→ **Provided passage**:
%%

Review: R. C. Sproul’s Luther and the Reformation

With his characteristic clarity and story-telling ability,  R. C. Sproul’s Luther and the Reformation: How a Monk Discovered the Gospel reveals the lines of connection between the personal crises of Martin Luther’s life and the development of his theological thought. As the book’s synopsis reads, “In this book, Dr. R. C. Sproul guides us through several crisis moments in the life of Martin Luther that led to his recovery of the gospel revealed in Scripture. Justification by faith alone was a liberating truth for Luther and the other Protestant Reformers, and it is good news for us to cherish today.”

The crises of Luther’s life serve as the structural pillars for the first half of the book (chapters 1–6). These chapters read like a guided church history tour with Dr. Sproul serving as tour guide, stopping at key points along the way to fill in the details of Luther’s personal and spiritual biography. The last half of the book has the familiar feel of a Ligonier classroom (with the green chalkboard included, of course). In these chapters (7–10), Sproul examines the Roman Catholic view of justification side by side with the Protestant view and argues that Luther’s view of justification better accords with the teaching of Scripture.

The first familiar crisis of Luther’s life came in 1505 when he was nearly struck by lightning on his way home from university. After crying out to St. Anne to spare his life, Luther entered the Augustinian monastery at Erfurt where his frequent trips to the confessional tired his priestly confessors. These years in Erfurt presented the great problem that Luther would spend the next two decades trying to solve—what must a man do to be free from guilt?

%%

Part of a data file
%%

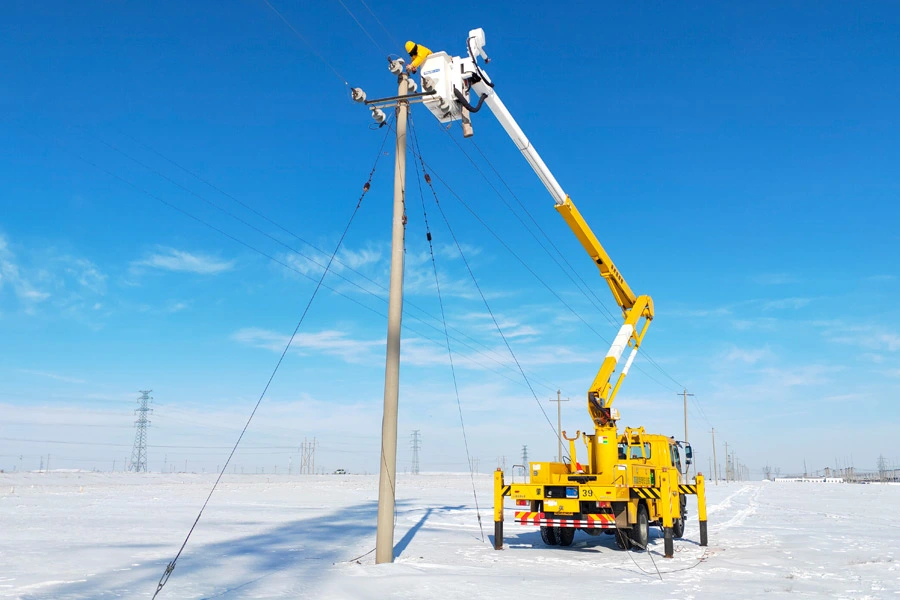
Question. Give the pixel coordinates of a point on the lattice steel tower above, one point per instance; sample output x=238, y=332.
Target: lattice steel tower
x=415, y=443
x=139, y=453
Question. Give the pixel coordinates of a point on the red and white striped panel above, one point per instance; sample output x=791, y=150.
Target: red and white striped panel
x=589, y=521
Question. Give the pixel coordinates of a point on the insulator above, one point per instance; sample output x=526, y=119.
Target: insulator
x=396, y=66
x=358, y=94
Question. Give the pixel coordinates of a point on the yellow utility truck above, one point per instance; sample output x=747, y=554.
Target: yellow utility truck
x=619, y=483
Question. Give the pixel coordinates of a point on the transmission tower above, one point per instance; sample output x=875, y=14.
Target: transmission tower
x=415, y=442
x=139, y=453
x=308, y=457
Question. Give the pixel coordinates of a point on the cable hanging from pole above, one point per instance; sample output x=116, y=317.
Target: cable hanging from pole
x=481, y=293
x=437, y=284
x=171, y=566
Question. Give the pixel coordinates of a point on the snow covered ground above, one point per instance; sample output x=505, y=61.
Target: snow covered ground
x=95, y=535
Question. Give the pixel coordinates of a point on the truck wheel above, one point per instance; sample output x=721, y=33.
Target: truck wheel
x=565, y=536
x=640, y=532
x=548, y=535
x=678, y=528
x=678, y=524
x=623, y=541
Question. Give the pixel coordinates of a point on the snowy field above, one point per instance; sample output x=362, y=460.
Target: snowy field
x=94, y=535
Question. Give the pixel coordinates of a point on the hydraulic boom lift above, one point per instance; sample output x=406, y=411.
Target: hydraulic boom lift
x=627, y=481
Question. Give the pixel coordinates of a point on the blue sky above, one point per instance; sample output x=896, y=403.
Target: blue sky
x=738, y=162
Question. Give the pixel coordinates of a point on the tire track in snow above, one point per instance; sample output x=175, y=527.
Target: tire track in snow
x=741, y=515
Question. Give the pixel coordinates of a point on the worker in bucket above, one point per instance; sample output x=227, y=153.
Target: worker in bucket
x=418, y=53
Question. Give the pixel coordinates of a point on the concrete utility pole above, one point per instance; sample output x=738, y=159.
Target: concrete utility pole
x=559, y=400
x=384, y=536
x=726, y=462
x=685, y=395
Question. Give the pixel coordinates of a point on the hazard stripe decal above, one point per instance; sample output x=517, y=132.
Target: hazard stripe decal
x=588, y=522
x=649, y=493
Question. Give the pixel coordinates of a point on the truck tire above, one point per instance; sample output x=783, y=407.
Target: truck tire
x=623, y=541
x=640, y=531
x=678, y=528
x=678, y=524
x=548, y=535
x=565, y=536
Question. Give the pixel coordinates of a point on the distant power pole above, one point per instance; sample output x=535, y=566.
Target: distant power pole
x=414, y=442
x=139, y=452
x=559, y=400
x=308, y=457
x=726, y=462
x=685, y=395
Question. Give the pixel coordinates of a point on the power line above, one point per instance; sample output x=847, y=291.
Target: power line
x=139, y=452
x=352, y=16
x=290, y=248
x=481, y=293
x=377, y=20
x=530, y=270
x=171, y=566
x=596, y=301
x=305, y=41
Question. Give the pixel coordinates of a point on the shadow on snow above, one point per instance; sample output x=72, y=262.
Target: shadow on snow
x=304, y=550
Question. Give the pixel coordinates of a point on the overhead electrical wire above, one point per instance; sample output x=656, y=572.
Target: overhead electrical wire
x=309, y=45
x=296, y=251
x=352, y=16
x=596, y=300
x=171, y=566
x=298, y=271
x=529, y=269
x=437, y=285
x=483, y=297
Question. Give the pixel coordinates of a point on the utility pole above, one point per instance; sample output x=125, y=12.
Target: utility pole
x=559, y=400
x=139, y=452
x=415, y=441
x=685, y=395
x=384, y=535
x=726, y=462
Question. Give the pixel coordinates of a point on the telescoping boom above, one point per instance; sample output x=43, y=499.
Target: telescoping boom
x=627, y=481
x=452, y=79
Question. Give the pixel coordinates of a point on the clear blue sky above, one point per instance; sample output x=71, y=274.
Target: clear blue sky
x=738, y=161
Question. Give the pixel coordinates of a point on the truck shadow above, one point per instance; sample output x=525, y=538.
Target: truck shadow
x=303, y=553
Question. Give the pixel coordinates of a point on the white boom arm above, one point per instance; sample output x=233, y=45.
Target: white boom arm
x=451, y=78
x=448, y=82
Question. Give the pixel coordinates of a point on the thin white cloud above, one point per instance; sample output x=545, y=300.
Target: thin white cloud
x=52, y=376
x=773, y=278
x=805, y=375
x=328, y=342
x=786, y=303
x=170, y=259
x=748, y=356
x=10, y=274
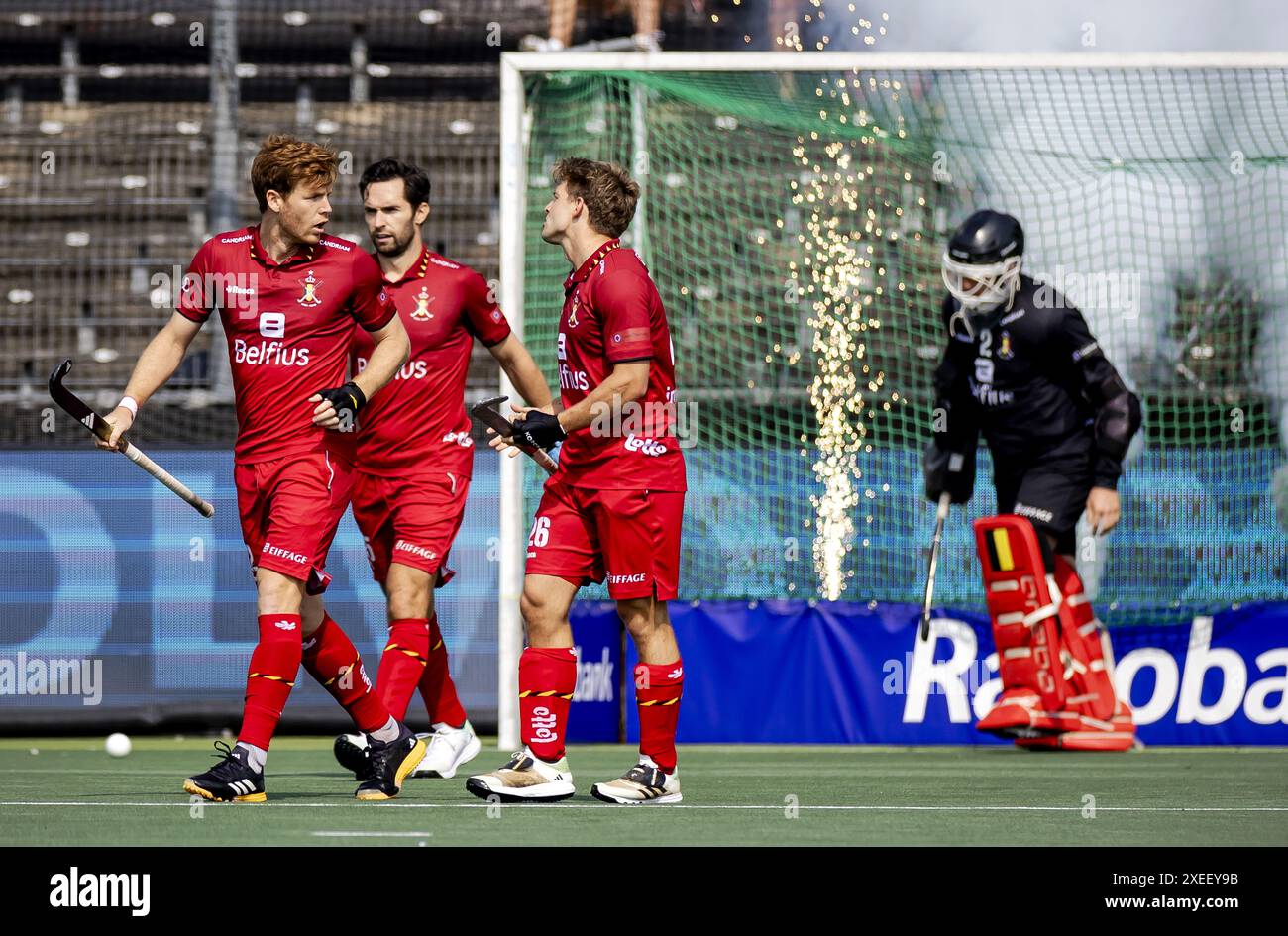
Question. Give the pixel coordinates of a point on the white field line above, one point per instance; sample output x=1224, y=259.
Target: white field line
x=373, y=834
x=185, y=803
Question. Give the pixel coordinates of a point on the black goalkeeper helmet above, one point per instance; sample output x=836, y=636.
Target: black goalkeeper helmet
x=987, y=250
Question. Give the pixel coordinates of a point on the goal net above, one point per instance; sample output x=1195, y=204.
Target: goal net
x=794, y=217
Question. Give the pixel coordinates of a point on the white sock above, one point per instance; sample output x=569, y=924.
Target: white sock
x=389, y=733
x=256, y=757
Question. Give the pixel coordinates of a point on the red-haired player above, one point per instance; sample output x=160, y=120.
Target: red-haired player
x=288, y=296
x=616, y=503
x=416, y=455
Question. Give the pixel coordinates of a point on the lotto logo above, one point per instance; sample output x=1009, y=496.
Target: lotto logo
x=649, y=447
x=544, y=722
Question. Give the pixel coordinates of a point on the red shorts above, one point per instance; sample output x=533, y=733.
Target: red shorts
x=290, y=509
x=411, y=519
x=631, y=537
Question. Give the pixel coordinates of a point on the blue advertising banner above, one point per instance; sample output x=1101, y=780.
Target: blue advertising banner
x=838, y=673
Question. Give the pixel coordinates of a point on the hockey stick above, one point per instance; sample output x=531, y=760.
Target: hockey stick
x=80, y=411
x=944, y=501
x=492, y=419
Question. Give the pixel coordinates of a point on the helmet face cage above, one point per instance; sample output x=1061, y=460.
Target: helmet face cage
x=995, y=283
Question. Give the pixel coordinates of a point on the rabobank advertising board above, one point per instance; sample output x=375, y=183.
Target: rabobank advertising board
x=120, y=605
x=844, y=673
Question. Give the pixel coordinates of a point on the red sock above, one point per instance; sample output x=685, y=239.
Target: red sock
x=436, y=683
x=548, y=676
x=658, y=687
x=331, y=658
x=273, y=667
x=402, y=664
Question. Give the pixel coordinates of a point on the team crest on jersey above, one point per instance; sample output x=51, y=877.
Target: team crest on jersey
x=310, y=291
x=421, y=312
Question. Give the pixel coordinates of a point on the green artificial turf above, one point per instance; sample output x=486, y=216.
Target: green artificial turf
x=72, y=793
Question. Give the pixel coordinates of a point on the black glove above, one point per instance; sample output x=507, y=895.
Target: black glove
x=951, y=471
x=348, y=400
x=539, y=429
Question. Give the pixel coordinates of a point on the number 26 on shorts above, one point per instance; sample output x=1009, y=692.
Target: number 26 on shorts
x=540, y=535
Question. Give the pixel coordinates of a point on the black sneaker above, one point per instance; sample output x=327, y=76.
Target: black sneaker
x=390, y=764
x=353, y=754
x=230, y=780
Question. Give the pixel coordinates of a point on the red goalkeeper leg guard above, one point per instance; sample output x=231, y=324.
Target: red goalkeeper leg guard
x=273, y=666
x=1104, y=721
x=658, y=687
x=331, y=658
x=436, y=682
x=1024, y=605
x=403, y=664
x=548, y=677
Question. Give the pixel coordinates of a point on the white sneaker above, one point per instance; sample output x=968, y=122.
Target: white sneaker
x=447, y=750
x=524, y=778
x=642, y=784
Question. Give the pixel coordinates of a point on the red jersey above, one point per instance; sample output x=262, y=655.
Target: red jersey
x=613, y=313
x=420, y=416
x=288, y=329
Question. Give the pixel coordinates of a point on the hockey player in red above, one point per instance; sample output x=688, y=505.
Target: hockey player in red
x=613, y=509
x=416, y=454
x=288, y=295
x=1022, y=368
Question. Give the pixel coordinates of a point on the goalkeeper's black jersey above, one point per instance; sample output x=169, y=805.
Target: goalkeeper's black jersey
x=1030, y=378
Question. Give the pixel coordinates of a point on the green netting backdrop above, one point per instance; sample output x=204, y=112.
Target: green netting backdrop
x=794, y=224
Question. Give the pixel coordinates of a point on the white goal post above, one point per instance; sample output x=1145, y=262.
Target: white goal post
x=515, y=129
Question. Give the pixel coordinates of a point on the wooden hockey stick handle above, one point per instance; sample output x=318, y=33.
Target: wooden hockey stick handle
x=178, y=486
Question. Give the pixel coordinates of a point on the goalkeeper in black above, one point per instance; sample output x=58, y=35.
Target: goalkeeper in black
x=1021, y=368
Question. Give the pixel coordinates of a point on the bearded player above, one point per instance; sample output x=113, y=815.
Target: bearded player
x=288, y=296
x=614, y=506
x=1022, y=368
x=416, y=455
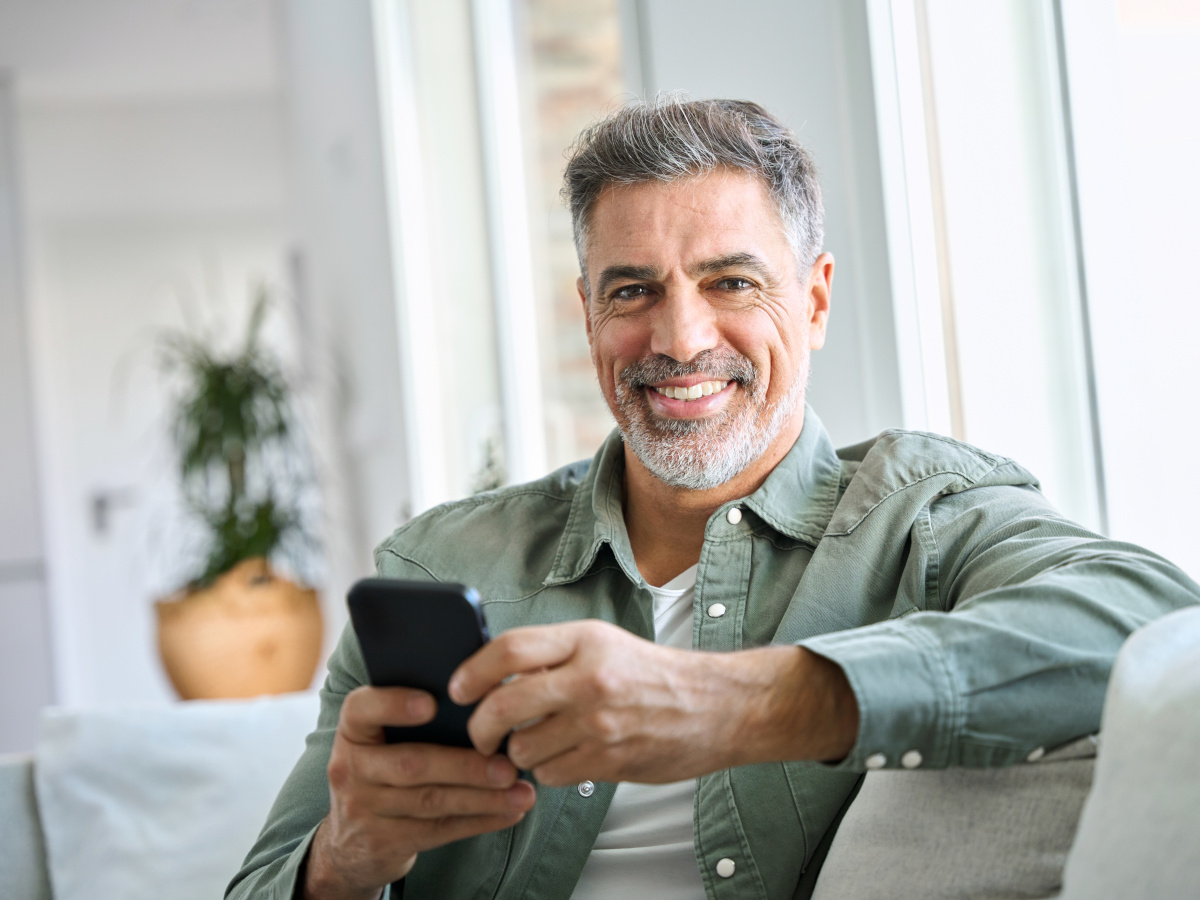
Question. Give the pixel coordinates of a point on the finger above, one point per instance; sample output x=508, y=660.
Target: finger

%%

→ **Problems and tasks**:
1 > Do these statements agree with the book review above? (a) The first half of the book covers chapters 1–6. (b) Luther entered a Dominican monastery at Erfurt. (c) Luther was nearly struck by lightning in 1505. Answer each with yes or no and quote the deciding words of the review.
2 > Please carry on the review of Sproul's book on Luther from the point where it stops.

→ **Answers to each task**:
1 >
(a) Yes: "The crises of Luther’s life serve as the structural pillars for the first half of the book (chapters 1–6)."
(b) No: "Luther entered the Augustinian monastery at Erfurt"
(c) Yes: "The first familiar crisis of Luther’s life came in 1505 when he was nearly struck by lightning on his way home from university."

2 >
The book then recounts how Luther’s pilgrimage to Rome only added to his crippling sense of angst. After watching the Roman priests fly through five to six Masses in an hour and indulge in all manner of sexual immorality, Luther began to doubt that the pilgrimages, Sacred Steps, and indulgences of Rome could provide the peace of conscience he so desired. It was only through his study of Romans 1:17 (the “Tower Experience”) that Luther came to realize that the “righteous shall live by faith,” not by works. This newfound conviction changed the course of Luther’s life and served as the theological basis for his public critique of the sale of indulgences.

The remaining chapters of this first section deal with the underlying theology of indulgences themselves, the key players beyond John Tetzel who made their sale possible, and the eventual fallout from Luther’s posting the Ninety-Five Theses. The events leading up to Worms are complex enough to make even the able historian go a bit cross-eyed, but Sproul does an excellent job summarizing the period and getting the reader to Luther’s climactic, “Here I stand. I can do no other. God help me.”

In the remaining four chapters, Sproul takes up his chalk and contrasts the Roman Catholic understanding of justification with that of the Reformers. The crux of the issue, he argues, is how one understands the meaning of the word “justification” itself. Rome, borrowing from the legal system of the Roman Empire and consulting the Latin Vulgate, believes that justification (justificare) means “to make righteous.” This definition feeds in to the Roman notion that justification occurs only after sanctification, “when we exhibit a righteousness that is acceptable to God” (p. 67). Luther and his spiritual decedents looked farther back to the ancient Greek meaning of dikaioo (justificare’s equivalent) which translated “to declare righteous.” Being “justified” then did not mean developing an inherent righteousness based upon one’s own effort but accepting the alien righteousness of Jesus Christ which is imputed to the sinner by grace through the instrumentality of faith. This put justification logically prior to sanctification and marked a clear break from the Roman scheme of salvation. From this point forward, the chasm between the two only became wider.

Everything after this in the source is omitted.